このところ、三十から四十歳代の若い経営者から、私は「アスペルガー症候群」なのでは?・・・上司の「モラルハラスメント」がヒドイなどの相談が多く寄せられます。ここでアスペルガー症候群とは、脳の障害の一つと言われておりますが、例えば周りがどんなに忙しくしていてもそのことに気付かず、一人だけ先に帰ってしまうなど物事の優先順位を決められなかったり、次の行動になかなか移れない。一度興味を持ったものに対して異常に固執してしまうなど、一種の発達障害と言われています。

お話を聞いてみると共通しているのが、幼い頃に親から躾という名の、その実は自分のエゴを隠れ蓑にした体罰を受け、自分を否定されて育ち、更に本来であるならば、その時自分を受け止めるはずの母親の存在が薄いのです。また行動パターンは、自分を正当化するために平気で噓をつき、他人を平気で落とし入れ、自分の立場が悪くなると、全て相手のせいにします。こうした人たちが、そのまま大人になって、様々な仕事のリーダーになってしまっているのが現実です。

 ここで最近、相談を受けたものの一つをご紹介します。これはある経営者が主宰するビジネスセミナーにこのまま参加していていいだろうか、という内容のものでした。そのセミナーは、いわゆる成功セミナーの類で、「自分を前面に出して、主張せよ」という俗に言うポジティブシンキングをベースにした内容です。相談に来た彼らに共通していることは、最初のうちは夢と理想を語り、正しいと思ってやる気満々で実践していたのですが、無理を重ねてポジティブに振舞っている間にこれでいいのだろうか、と次第に自分の心の中にある矛盾が大きくなり、葛藤に苦しんでいるのです。

指示 A:
記録のうち、「[indicate] the fence」を含む行から記録の最後の行までを、両端の行も含めて番号付きリストとして示してください。空行は除いてください。

提供情報:
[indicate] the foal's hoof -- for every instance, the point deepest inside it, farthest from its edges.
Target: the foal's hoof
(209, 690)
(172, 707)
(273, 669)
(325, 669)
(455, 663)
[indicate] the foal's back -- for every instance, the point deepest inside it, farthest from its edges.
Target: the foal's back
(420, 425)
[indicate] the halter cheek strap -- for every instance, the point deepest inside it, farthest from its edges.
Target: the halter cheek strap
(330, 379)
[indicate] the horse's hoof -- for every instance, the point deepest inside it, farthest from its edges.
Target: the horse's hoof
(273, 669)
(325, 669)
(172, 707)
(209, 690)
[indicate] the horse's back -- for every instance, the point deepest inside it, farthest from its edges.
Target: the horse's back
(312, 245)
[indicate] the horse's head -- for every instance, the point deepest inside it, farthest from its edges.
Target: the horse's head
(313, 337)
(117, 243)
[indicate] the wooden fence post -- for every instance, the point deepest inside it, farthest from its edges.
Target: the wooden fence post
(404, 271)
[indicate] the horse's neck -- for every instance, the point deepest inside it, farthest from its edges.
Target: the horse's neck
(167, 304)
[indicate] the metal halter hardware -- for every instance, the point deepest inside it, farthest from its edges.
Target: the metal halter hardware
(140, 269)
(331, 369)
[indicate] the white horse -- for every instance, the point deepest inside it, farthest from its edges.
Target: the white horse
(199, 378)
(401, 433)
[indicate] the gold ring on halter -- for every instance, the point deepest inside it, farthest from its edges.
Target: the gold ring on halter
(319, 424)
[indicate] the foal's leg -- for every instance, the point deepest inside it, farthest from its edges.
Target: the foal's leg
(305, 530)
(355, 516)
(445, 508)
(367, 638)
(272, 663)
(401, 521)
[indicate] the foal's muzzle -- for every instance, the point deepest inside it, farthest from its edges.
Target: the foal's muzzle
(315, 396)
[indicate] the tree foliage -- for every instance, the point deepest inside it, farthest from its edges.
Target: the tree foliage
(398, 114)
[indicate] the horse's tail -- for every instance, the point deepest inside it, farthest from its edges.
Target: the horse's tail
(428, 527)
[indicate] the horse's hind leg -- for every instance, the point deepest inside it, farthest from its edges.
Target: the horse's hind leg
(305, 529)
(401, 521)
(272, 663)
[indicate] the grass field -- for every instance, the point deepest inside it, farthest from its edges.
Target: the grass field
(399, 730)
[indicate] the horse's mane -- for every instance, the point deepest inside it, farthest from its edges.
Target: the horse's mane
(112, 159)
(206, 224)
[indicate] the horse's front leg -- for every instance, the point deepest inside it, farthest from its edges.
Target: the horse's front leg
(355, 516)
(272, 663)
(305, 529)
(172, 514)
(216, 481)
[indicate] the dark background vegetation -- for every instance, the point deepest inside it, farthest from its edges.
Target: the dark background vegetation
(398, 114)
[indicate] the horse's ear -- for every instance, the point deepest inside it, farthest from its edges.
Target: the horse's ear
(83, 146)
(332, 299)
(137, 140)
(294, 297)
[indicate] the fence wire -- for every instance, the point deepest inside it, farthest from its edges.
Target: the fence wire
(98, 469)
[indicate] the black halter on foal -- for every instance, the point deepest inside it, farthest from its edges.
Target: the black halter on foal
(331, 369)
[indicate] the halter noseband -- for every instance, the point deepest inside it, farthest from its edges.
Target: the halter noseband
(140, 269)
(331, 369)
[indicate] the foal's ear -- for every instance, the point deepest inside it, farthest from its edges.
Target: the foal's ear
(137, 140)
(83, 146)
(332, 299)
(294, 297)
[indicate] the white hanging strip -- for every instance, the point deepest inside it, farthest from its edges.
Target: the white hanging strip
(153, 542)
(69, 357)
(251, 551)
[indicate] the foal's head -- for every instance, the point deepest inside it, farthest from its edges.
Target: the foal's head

指示 B:
読解文から、「お話を聞いてみると共通してい」から「が大きくなり、葛藤に苦しんでいるのです。」までの部分を、一字一句変えずに抜き出してください。

最終結果 A:
1. [indicate] the fence wire -- for every instance, the point deepest inside it, farthest from its edges.
2. Target: the fence wire
3. (98, 469)
4. [indicate] the black halter on foal -- for every instance, the point deepest inside it, farthest from its edges.
5. Target: the black halter on foal
6. (331, 369)
7. [indicate] the halter noseband -- for every instance, the point deepest inside it, farthest from its edges.
8. Target: the halter noseband
9. (140, 269)
10. (331, 369)
11. [indicate] the foal's ear -- for every instance, the point deepest inside it, farthest from its edges.
12. Target: the foal's ear
13. (137, 140)
14. (83, 146)
15. (332, 299)
16. (294, 297)
17. [indicate] the white hanging strip -- for every instance, the point deepest inside it, farthest from its edges.
18. Target: the white hanging strip
19. (153, 542)
20. (69, 357)
21. (251, 551)
22. [indicate] the foal's head -- for every instance, the point deepest inside it, farthest from its edges.
23. Target: the foal's head

最終結果 B:
お話を聞いてみると共通しているのが、幼い頃に親から躾という名の、その実は自分のエゴを隠れ蓑にした体罰を受け、自分を否定されて育ち、更に本来であるならば、その時自分を受け止めるはずの母親の存在が薄いのです。また行動パターンは、自分を正当化するために平気で噓をつき、他人を平気で落とし入れ、自分の立場が悪くなると、全て相手のせいにします。こうした人たちが、そのまま大人になって、様々な仕事のリーダーになってしまっているのが現実です。

 ここで最近、相談を受けたものの一つをご紹介します。これはある経営者が主宰するビジネスセミナーにこのまま参加していていいだろうか、という内容のものでした。そのセミナーは、いわゆる成功セミナーの類で、「自分を前面に出して、主張せよ」という俗に言うポジティブシンキングをベースにした内容です。相談に来た彼らに共通していることは、最初のうちは夢と理想を語り、正しいと思ってやる気満々で実践していたのですが、無理を重ねてポジティブに振舞っている間にこれでいいのだろうか、と次第に自分の心の中にある矛盾が大きくなり、葛藤に苦しんでいるのです。